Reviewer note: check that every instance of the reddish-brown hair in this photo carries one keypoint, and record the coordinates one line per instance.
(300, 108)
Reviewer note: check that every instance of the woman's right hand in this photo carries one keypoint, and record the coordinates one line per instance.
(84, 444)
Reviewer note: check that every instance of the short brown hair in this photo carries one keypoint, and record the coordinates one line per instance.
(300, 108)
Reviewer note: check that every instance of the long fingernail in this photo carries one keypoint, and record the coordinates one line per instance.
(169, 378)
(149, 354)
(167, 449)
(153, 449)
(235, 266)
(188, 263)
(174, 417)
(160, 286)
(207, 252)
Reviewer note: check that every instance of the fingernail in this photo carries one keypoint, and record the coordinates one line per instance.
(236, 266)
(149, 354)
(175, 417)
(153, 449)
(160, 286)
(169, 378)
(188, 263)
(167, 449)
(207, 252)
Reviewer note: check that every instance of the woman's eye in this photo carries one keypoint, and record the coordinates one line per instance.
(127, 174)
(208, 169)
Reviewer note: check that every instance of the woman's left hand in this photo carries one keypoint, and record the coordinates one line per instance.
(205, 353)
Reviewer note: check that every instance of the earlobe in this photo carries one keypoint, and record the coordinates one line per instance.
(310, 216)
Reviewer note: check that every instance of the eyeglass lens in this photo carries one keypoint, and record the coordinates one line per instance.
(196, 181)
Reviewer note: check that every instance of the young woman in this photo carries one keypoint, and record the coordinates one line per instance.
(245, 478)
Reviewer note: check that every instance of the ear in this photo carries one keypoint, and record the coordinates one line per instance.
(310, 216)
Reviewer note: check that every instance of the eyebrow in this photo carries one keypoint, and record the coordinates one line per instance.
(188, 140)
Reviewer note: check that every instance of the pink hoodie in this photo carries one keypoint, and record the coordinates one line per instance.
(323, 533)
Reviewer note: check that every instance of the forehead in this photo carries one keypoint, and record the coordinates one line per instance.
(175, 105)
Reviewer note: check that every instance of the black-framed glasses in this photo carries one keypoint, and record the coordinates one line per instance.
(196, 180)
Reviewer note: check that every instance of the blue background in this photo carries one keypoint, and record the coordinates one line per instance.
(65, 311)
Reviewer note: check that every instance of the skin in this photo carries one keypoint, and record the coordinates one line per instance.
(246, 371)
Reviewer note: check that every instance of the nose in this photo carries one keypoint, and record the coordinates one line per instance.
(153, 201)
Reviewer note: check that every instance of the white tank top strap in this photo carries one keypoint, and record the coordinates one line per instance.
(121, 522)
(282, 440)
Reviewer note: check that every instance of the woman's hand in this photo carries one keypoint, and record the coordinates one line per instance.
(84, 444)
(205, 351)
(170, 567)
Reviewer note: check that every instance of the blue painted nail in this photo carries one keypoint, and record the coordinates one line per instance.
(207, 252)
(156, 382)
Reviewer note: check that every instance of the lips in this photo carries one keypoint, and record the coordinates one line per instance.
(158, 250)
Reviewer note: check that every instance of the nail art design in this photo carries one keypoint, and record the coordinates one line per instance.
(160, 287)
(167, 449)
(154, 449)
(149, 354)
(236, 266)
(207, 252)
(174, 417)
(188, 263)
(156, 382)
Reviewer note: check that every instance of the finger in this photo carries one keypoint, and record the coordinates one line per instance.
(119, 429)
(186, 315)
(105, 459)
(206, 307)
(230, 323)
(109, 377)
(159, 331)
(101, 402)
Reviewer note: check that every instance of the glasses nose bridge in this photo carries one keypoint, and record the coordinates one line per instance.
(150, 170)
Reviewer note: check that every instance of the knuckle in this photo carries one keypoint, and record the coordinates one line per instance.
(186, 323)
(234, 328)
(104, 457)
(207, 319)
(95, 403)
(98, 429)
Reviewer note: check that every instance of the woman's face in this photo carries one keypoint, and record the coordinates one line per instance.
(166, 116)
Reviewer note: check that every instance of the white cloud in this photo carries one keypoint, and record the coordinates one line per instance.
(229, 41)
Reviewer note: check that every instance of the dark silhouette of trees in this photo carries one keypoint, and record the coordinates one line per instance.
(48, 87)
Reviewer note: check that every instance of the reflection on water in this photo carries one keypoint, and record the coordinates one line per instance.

=-=-=-=-=

__TASK DIRECTIONS__. Write out every one of the rows above, word for word and in the same order.

__RESPONSE__.
Reviewer note: check that every instance of the reddish-brown hair in this photo carries one keypoint, and record the coordinates one line per instance.
(300, 108)
Reviewer note: check that every instance of the woman's right hand in this photo carries one keypoint, and record the coordinates one line per instance.
(84, 444)
Reviewer note: check that every instance of the short brown hair in this photo carries one keypoint, and record the coordinates one line per instance.
(300, 108)
Reviewer note: check that every instance of the long fingernail in this photo carries one keypoint, and record the coordinates one line per instance.
(169, 378)
(149, 354)
(167, 449)
(153, 449)
(235, 266)
(188, 263)
(174, 417)
(160, 286)
(207, 252)
Reviewer note: check that every instance of the fingernail in this photo carries one keypoint, and record the coordinates one line per instance.
(236, 266)
(149, 354)
(175, 417)
(153, 449)
(160, 286)
(169, 378)
(188, 263)
(167, 449)
(207, 252)
Reviewer note: check that every instance of the woman's eye in this photo carries one keypoint, and record the coordinates one line per instance.
(127, 174)
(208, 169)
Reviewer note: check that every instance of the woman's left hand in this photo carries one keypoint, and record the coordinates one line per instance.
(205, 353)
Reviewer note: check that every instance of the earlobe in this photo carries one keypoint, and record the coordinates one line per instance.
(310, 216)
Reviewer note: check that every instance of the eyeglass lens in this photo carries one keypoint, and record the coordinates one line per instance.
(196, 181)
Reviewer note: check that every instance of the young woman in this photo carries one keypoint, and record the coordinates one line per instance.
(245, 478)
Reviewer note: check that every instance of the ear in this photo carries one keypoint, and record the coordinates one line per instance.
(310, 216)
Reviewer note: check that every instance of the eyebrow in this photo carries one keypoint, and record the coordinates one line per instance.
(188, 140)
Reviewer note: check that every instance of the pink hoodie in this photo carries one keypoint, and record the coordinates one line per instance.
(323, 533)
Reviewer note: check that every instance of the forehead in this photo carries one keypoint, and record the coordinates one line per instance.
(175, 105)
Reviewer note: check that every instance of the black-framed glasses in this photo carries one keypoint, and record the coordinates one line per instance.
(196, 180)
Reviewer note: check that every instance of the blue background in this photo carries one keypoint, and record the coordinates one line per instance.
(65, 311)
Reviewer note: check that every instance of the skin in this photo carries one keypoint, and record the coordinates one line per instance.
(246, 371)
Reviewer note: check that every instance of the nose in this photo carries one keypoint, and record the coordinates one line per instance.
(153, 201)
Reviewer note: check that every instance of the white tank top strap in this photo carries one keypoint, and record the coordinates one line per instance.
(121, 522)
(282, 440)
Reviewer note: check that every instance of the woman's hand in this photo carries one keypoint, and record the coordinates one line per instance.
(84, 444)
(205, 351)
(170, 567)
Reviewer note: check that every instance of the blue painted nail in this photo carries one keypoint, and record the coordinates one line per instance.
(207, 252)
(156, 382)
Reviewer note: check that every instance of the lips in this photo carries one keypoint, and record the coordinates one line per instance.
(158, 250)
Reviewer note: check that every instance of the nail art design in this photo carries one keypoint, and record the coordinates one line per instance.
(160, 287)
(167, 449)
(154, 449)
(149, 354)
(236, 266)
(207, 252)
(174, 417)
(188, 263)
(156, 382)
Reviewer note: check that every instance of the finger in this photo carries one keypoint, and record the coordinates one line per instance.
(119, 429)
(186, 315)
(105, 459)
(206, 307)
(230, 323)
(109, 377)
(159, 331)
(101, 402)
Reviewer note: check that every instance of the glasses nose bridge in this photo carries one keypoint, and record the coordinates one line per instance.
(150, 170)
Reviewer note: check that every instance of the knuckle in this photo carries one keypoint, and record the coordinates one line per instance.
(186, 323)
(234, 328)
(104, 457)
(207, 319)
(95, 403)
(98, 429)
Reviewer note: check that every instance of the woman's face in this photo carries one keypoint, and record the coordinates one line per instance.
(166, 116)
Reviewer note: check that every instance of the white cloud in this photo carries one keypoint, and record the coordinates one line per instance.
(229, 41)
Reviewer note: check that every instance of the dark silhouette of trees in this photo carries one keypoint, and record the coordinates one line per instance.
(48, 87)
Reviewer note: check that every instance of the reflection on water in this photo carries one keypoint, and record the coordinates one line per instance.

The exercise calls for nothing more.